**EXERCISE DETAILS**
Go through the material line by line and copy each one with the word "green".

**SUPPLIED RECORDS**
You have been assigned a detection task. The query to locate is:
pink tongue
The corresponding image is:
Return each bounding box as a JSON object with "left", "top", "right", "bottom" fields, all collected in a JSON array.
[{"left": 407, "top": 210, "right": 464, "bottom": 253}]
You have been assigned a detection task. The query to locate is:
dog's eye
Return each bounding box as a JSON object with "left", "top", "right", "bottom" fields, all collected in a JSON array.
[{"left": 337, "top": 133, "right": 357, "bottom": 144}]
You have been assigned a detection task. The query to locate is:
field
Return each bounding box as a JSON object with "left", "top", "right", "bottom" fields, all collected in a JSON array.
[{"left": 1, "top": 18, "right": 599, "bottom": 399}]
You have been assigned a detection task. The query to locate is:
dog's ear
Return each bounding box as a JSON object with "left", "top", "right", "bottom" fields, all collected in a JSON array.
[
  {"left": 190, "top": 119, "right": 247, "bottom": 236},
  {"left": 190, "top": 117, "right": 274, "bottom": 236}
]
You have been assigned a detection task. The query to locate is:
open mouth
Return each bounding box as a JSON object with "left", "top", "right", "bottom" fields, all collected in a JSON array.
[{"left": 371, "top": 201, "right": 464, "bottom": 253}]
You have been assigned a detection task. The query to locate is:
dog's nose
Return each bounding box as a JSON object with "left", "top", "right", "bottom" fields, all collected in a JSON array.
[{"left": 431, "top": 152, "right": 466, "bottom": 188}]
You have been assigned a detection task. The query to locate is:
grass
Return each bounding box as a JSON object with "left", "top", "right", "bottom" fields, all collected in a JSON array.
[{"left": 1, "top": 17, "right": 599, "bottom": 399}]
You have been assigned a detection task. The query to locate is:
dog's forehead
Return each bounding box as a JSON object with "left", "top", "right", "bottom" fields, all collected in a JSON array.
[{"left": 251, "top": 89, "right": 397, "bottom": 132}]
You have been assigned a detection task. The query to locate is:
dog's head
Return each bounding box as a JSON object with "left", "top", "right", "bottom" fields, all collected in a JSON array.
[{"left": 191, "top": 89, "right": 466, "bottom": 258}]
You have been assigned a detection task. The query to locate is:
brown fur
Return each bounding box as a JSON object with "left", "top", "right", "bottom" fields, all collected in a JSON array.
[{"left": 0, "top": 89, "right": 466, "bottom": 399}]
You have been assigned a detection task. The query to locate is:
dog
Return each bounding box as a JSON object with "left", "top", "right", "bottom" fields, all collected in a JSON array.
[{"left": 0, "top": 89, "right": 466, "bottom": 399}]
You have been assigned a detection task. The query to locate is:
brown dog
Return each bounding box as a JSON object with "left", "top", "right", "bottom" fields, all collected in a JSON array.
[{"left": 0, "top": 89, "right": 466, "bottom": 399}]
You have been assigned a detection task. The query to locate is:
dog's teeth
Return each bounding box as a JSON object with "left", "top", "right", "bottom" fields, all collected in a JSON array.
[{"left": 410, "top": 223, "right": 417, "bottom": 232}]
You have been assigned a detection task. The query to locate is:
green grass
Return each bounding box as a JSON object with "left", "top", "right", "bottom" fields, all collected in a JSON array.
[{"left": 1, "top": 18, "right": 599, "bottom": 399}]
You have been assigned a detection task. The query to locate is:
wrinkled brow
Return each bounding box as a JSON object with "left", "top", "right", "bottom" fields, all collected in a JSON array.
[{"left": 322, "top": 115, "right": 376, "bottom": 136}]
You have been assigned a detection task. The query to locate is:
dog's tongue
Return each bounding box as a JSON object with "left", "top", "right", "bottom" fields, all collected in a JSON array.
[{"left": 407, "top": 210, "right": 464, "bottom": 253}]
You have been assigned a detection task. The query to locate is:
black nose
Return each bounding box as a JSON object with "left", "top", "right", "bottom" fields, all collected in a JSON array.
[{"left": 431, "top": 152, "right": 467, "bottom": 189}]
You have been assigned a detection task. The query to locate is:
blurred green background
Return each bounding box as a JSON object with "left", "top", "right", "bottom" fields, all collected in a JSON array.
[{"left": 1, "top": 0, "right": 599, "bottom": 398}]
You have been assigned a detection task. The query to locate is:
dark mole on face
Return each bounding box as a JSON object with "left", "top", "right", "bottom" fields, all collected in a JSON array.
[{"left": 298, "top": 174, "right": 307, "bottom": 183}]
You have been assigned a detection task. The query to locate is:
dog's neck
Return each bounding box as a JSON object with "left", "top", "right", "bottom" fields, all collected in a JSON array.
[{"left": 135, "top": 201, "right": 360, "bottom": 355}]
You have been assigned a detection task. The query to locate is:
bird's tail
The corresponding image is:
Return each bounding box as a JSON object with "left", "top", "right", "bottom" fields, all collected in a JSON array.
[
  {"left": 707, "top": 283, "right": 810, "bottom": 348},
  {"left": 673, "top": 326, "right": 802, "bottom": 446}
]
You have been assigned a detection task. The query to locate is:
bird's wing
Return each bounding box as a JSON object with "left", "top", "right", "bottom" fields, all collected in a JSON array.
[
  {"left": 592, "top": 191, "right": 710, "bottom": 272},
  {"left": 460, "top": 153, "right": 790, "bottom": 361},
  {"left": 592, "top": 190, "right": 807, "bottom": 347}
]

**EXERCISE RESPONSE**
green grass
blurred green background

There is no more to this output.